▶ What to produce
Could you write out again only the part of the material that opens with the line containing "Could you please tag every instance of the tree" and closes at the end of the material, both ends included and requests included, with every coordinate multiplied by 1.95 and rounded to a whole number, halves up?

-- START Material --

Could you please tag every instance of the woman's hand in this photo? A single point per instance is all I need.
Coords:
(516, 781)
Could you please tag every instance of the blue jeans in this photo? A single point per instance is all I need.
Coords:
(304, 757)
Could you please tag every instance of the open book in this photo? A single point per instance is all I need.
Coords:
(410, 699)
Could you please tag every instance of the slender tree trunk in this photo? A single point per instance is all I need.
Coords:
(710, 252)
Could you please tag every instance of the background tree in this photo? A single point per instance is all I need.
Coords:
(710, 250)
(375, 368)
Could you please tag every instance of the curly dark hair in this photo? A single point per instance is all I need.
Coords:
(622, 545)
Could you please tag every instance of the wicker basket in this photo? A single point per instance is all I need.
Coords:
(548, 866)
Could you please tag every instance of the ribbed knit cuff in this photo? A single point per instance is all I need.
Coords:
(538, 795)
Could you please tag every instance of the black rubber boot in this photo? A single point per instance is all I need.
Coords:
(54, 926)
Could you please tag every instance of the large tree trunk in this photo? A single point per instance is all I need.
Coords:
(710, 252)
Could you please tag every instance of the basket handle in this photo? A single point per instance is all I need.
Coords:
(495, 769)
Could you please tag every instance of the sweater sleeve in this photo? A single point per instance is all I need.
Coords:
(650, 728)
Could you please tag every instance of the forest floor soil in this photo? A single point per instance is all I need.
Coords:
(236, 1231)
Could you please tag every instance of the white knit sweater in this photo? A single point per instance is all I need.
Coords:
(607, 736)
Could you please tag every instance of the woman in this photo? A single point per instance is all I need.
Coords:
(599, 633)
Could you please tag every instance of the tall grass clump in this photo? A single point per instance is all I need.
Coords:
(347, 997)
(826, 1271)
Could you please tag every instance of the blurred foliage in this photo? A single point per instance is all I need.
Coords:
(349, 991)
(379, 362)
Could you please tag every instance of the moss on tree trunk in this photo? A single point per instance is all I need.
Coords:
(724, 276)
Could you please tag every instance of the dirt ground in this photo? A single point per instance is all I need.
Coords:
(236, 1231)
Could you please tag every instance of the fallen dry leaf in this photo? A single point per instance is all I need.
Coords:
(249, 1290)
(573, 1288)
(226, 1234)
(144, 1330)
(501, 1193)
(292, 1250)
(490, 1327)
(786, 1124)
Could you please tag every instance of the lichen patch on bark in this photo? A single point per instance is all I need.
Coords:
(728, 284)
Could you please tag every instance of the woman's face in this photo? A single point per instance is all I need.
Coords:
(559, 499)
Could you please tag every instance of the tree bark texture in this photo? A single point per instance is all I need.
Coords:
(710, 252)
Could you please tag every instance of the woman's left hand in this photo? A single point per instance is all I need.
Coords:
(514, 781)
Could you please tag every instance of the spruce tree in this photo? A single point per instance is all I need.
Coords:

-- END Material --

▶ Problem solution
Could you please tag every instance of the tree bark texture in this photo? A single point per instance is all I need.
Coords:
(1385, 491)
Could you please tag every instance of the woman's left hand in this photo? A single point per instance is all I need.
Coords:
(1002, 1523)
Could you please tag every instance of the spruce tree in this photo? A single point per instance is all I need.
Coords:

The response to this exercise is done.